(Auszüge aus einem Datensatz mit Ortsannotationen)
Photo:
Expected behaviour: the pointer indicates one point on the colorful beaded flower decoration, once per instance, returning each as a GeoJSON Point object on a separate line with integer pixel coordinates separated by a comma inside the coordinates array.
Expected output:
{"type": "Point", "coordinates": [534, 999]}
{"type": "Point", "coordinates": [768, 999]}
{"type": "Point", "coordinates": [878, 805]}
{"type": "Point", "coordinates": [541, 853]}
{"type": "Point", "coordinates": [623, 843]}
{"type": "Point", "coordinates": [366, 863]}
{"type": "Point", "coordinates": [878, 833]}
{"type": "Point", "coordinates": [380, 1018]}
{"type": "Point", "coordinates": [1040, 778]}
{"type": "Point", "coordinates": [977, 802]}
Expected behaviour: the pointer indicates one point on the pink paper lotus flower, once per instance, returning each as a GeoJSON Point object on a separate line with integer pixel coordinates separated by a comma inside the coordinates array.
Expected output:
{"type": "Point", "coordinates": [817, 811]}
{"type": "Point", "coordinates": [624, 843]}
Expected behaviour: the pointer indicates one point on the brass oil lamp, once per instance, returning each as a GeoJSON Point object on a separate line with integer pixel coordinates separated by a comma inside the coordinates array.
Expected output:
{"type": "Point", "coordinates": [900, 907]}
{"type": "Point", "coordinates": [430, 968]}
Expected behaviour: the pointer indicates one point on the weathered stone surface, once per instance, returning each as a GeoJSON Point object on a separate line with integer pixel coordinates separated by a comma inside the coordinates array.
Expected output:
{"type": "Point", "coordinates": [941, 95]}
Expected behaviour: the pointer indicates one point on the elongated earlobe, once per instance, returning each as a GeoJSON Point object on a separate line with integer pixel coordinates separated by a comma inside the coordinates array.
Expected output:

• _Aufgabenstellung_: Stelle die Zeilen aller obigen Datensätze als nummerierte Liste dar und lass Leerzeilen weg.

• _Erwartete Ausgabe_:
1. Photo:
2. Expected behaviour: the pointer indicates one point on the colorful beaded flower decoration, once per instance, returning each as a GeoJSON Point object on a separate line with integer pixel coordinates separated by a comma inside the coordinates array.
3. Expected output:
4. {"type": "Point", "coordinates": [534, 999]}
5. {"type": "Point", "coordinates": [768, 999]}
6. {"type": "Point", "coordinates": [878, 805]}
7. {"type": "Point", "coordinates": [541, 853]}
8. {"type": "Point", "coordinates": [623, 843]}
9. {"type": "Point", "coordinates": [366, 863]}
10. {"type": "Point", "coordinates": [878, 833]}
11. {"type": "Point", "coordinates": [380, 1018]}
12. {"type": "Point", "coordinates": [1040, 778]}
13. {"type": "Point", "coordinates": [977, 802]}
14. Expected behaviour: the pointer indicates one point on the pink paper lotus flower, once per instance, returning each as a GeoJSON Point object on a separate line with integer pixel coordinates separated by a comma inside the coordinates array.
15. Expected output:
16. {"type": "Point", "coordinates": [817, 811]}
17. {"type": "Point", "coordinates": [624, 843]}
18. Expected behaviour: the pointer indicates one point on the brass oil lamp, once per instance, returning each as a GeoJSON Point object on a separate line with integer pixel coordinates separated by a comma inside the coordinates array.
19. Expected output:
20. {"type": "Point", "coordinates": [900, 907]}
21. {"type": "Point", "coordinates": [430, 968]}
22. Expected behaviour: the pointer indicates one point on the weathered stone surface, once per instance, returning each as a GeoJSON Point object on a separate line with integer pixel coordinates separated by a comma inside the coordinates array.
23. Expected output:
24. {"type": "Point", "coordinates": [941, 95]}
25. Expected behaviour: the pointer indicates one point on the elongated earlobe, once per instance, returning each as a GeoJSON Point object on a separate line with integer pixel coordinates separated by a comma inside the coordinates array.
26. Expected output:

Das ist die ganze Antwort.